- [Instructions for the task]
Reproduce everything from the line containing "Where can the white bowl be seen in the photo above?" down to the line containing "<point>86,144</point>", swapping "black suit" for "dark suit" and changing nothing else.

- [Dataset records on where objects are located]
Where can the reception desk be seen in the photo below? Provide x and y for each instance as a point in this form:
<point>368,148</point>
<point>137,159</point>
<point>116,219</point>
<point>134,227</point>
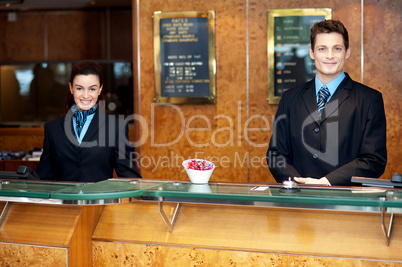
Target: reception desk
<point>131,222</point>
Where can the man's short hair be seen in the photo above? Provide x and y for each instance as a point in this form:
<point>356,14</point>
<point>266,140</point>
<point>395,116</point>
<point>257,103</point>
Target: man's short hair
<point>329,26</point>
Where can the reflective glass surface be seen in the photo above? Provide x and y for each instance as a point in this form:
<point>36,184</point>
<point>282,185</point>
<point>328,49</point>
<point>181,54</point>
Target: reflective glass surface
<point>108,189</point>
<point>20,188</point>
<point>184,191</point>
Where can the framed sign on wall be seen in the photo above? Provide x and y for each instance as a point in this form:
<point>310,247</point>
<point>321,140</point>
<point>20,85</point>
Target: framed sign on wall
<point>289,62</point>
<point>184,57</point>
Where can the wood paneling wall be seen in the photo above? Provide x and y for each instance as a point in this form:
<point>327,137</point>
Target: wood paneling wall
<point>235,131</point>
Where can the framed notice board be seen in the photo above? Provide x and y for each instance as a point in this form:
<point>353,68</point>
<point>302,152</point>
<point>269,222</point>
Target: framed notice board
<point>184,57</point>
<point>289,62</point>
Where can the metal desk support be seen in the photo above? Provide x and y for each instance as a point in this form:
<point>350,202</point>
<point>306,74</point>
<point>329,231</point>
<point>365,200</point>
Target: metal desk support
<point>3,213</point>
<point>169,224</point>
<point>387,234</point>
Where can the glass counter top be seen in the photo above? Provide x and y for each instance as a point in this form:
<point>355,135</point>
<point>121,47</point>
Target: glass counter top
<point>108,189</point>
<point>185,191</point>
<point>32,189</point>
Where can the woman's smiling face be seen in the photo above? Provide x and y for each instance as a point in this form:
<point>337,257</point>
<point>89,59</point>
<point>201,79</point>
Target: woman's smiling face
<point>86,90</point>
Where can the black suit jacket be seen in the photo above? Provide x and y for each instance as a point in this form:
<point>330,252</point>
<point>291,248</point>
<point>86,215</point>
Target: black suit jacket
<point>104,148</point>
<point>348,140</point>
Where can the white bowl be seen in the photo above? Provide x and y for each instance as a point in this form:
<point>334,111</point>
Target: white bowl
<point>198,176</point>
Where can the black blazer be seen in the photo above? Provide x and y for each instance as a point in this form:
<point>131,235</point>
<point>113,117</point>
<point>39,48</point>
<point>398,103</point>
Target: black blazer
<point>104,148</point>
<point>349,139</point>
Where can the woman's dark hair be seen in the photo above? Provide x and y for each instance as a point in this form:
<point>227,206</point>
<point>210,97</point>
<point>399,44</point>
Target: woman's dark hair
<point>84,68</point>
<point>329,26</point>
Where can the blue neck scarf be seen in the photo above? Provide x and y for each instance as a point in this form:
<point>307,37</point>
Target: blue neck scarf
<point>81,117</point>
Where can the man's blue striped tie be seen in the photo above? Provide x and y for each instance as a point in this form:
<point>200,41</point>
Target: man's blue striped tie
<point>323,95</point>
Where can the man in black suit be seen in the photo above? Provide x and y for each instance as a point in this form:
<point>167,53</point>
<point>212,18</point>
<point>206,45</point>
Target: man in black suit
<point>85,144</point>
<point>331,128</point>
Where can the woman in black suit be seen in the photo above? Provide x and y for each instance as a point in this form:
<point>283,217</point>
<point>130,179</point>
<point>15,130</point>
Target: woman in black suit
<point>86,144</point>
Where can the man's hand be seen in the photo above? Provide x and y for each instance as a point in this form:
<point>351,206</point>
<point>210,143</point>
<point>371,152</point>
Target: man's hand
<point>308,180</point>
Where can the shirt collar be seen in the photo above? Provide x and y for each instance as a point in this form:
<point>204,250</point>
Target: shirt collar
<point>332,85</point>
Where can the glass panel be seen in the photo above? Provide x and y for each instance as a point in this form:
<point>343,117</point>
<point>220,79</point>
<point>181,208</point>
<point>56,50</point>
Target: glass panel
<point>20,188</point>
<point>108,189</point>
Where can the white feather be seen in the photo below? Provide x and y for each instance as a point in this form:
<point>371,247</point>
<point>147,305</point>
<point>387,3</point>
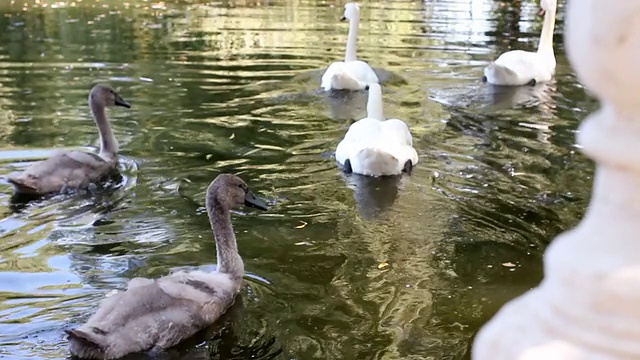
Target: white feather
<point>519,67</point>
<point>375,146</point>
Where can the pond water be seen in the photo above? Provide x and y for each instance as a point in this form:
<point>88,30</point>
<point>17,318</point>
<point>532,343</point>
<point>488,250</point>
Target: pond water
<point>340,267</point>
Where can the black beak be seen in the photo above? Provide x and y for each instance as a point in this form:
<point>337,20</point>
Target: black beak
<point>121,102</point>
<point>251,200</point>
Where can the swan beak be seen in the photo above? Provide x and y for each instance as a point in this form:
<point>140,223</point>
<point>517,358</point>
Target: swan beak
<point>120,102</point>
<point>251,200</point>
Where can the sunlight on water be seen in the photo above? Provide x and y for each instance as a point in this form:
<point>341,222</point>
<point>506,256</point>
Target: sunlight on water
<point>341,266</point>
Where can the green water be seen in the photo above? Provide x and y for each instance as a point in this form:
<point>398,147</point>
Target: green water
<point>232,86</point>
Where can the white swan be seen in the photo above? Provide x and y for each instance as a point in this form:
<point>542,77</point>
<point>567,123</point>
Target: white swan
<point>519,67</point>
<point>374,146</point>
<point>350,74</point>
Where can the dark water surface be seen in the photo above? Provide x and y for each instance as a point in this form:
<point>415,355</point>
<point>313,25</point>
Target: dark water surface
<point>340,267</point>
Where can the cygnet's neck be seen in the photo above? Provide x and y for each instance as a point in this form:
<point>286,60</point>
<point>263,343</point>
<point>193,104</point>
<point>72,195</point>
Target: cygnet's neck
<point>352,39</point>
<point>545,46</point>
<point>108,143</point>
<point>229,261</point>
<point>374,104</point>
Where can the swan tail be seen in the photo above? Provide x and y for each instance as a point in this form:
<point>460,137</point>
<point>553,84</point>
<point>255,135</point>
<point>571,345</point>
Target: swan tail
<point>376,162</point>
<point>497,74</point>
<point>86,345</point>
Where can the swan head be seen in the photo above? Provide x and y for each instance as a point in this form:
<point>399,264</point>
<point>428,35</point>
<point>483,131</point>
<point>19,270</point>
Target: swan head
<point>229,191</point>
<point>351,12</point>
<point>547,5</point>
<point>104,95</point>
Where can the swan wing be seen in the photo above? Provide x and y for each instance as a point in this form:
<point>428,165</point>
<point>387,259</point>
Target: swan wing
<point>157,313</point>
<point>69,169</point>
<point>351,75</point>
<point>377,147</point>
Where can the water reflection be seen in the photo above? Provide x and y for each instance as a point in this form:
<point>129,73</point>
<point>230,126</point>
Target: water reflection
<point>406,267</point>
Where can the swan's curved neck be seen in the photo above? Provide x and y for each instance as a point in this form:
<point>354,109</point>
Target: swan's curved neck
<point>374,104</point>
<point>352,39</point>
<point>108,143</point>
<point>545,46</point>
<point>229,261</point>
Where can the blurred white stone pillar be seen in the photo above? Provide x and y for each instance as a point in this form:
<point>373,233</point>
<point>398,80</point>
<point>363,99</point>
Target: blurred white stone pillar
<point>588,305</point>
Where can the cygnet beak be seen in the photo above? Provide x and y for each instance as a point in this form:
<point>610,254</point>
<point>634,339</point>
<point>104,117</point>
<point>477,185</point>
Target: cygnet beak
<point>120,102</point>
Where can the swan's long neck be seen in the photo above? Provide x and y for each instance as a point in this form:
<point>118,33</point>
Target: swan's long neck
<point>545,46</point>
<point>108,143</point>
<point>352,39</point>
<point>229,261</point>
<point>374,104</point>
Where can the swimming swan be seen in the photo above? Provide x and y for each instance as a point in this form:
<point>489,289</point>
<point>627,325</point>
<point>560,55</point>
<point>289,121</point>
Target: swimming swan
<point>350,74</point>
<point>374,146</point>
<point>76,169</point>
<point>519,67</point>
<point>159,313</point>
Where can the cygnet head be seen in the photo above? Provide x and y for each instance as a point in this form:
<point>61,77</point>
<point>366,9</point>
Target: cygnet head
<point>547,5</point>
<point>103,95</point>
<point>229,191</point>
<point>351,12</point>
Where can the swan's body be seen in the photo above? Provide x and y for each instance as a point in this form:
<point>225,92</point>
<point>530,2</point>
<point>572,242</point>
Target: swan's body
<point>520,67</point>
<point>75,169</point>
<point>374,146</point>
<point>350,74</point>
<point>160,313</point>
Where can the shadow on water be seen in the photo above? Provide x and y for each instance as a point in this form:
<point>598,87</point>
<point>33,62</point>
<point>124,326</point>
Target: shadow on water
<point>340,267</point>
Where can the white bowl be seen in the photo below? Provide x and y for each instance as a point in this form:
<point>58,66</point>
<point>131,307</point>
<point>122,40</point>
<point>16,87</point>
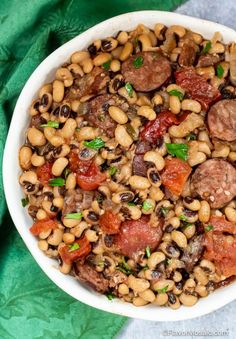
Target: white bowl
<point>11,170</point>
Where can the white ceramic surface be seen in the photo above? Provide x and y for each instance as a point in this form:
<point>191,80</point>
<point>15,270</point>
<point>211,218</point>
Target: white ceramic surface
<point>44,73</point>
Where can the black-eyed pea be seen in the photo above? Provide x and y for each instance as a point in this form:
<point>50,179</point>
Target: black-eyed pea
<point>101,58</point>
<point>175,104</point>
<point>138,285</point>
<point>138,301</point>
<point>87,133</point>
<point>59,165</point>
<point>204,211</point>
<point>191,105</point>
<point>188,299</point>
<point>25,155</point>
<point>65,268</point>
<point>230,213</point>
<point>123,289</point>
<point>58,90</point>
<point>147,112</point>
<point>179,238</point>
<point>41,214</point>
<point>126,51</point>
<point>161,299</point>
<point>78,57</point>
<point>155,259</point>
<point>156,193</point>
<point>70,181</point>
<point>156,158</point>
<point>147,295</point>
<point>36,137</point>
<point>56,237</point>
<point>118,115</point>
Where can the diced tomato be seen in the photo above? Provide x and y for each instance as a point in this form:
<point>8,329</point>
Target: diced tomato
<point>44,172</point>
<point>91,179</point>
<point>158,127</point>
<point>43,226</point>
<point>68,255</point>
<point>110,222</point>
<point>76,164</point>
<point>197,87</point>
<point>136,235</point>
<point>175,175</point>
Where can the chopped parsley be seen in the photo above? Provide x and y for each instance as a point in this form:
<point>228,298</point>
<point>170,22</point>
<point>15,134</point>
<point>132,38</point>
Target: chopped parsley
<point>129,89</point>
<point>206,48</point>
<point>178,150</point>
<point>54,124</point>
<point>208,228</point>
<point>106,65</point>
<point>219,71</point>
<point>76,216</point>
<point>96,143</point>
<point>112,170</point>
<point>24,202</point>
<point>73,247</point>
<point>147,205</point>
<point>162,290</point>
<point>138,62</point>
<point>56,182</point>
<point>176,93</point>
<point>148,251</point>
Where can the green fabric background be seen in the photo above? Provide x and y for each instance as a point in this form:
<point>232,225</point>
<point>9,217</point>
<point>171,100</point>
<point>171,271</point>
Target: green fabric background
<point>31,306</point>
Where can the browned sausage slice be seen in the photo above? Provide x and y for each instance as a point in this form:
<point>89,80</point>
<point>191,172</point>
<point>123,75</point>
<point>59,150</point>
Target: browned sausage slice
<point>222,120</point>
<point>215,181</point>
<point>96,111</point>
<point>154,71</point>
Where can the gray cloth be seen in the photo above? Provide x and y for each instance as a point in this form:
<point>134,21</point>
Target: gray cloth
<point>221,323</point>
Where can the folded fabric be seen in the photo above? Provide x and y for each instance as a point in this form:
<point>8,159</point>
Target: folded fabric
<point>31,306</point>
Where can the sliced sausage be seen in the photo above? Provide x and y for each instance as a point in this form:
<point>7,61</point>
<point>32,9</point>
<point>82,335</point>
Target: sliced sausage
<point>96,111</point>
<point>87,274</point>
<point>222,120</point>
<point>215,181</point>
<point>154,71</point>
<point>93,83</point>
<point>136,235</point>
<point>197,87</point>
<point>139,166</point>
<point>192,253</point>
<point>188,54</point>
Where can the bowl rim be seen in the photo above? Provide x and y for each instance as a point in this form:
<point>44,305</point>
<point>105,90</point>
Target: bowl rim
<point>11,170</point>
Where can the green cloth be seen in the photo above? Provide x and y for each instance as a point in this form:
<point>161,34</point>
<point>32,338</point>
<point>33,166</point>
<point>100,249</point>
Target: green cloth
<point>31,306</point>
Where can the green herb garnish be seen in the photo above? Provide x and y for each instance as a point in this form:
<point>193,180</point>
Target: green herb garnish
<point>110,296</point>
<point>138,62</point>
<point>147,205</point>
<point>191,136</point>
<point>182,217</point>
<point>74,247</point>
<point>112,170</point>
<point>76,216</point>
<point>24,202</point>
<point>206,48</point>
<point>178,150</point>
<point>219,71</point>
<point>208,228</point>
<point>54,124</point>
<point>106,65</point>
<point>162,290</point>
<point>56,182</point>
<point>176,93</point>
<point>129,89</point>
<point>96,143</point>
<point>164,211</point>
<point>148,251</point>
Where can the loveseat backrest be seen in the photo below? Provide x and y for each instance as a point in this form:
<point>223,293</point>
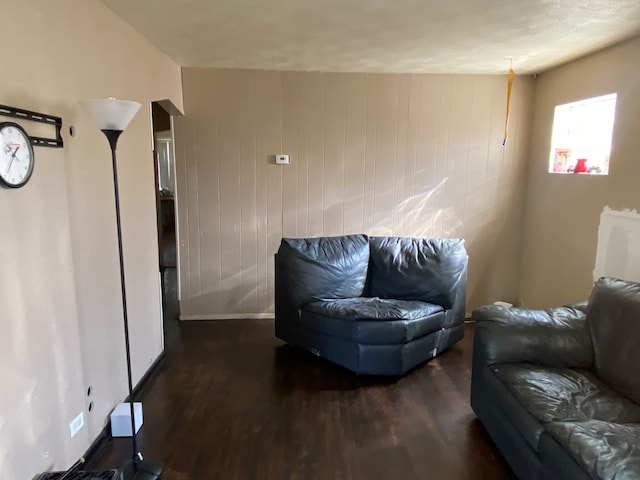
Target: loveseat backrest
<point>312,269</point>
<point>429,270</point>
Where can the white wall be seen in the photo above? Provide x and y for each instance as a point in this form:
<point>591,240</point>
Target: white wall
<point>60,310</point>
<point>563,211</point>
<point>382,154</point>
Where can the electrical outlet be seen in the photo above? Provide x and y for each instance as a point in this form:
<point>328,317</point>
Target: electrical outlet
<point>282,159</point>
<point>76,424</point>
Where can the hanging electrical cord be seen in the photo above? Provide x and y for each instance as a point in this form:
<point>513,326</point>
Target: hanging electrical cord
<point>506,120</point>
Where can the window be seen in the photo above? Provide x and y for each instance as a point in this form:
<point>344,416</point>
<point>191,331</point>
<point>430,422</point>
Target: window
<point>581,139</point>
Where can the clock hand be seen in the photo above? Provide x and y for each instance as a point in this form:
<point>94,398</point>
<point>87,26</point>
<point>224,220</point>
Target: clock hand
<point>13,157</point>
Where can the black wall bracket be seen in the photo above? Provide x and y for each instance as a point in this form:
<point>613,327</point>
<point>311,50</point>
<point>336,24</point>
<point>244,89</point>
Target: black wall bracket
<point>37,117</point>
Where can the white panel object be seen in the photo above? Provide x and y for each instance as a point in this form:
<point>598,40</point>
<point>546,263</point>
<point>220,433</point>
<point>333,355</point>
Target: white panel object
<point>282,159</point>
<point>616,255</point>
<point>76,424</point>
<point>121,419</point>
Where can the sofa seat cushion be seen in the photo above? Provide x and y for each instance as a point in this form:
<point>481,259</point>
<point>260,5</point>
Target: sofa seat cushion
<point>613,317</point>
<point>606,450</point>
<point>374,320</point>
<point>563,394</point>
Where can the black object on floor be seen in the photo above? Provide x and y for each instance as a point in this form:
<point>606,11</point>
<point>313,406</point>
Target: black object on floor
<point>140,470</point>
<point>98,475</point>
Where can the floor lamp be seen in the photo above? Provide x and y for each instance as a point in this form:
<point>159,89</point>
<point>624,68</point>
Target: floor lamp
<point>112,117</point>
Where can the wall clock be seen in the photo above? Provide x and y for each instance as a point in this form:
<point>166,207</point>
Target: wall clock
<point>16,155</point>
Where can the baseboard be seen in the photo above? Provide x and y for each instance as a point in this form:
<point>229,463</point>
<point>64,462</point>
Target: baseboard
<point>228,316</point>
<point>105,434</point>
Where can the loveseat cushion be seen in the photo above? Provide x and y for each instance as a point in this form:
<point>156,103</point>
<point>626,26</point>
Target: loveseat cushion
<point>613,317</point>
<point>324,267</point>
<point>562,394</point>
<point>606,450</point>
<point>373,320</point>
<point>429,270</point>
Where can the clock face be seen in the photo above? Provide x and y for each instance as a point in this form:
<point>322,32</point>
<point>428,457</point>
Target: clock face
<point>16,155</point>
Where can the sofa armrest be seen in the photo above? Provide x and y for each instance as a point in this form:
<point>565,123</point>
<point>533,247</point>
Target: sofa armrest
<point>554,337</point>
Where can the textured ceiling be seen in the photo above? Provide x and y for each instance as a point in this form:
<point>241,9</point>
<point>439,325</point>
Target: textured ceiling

- [The completed task]
Where can the white bowl be seen in the photo above? Provide x and y for each instance as a point in this form:
<point>334,111</point>
Target: white bowl
<point>198,176</point>
Where can the black blazer be seen in the photo above? Provide x and y for each instance as a point in this form:
<point>131,235</point>
<point>113,117</point>
<point>39,48</point>
<point>398,103</point>
Target: black blazer
<point>104,148</point>
<point>349,139</point>
Where can the woman's dark hair be seen in the photo above? Provide x and y for each instance as a point in this form:
<point>227,206</point>
<point>210,97</point>
<point>399,44</point>
Target: woman's dark hair
<point>84,68</point>
<point>329,26</point>
Where can the blue neck scarf be seen in the photo above? Provide x and y for each instance as a point in this form:
<point>307,37</point>
Target: blue neck scarf
<point>81,117</point>
Where can the man's blue striped tie be seen in the photo above? Provide x and y for each instance as a point in this form:
<point>200,41</point>
Target: man's blue striped tie
<point>323,95</point>
Where can the man in dark suit be seen in the photo above? Provide x and y for each instance as a point in this form:
<point>167,53</point>
<point>212,18</point>
<point>206,45</point>
Target: man in dark suit
<point>85,144</point>
<point>331,128</point>
Where can the woman in dark suit be seen in the photo above? Provide x and y for each instance as a point in this form:
<point>283,217</point>
<point>130,179</point>
<point>15,130</point>
Target: woman in dark suit
<point>86,144</point>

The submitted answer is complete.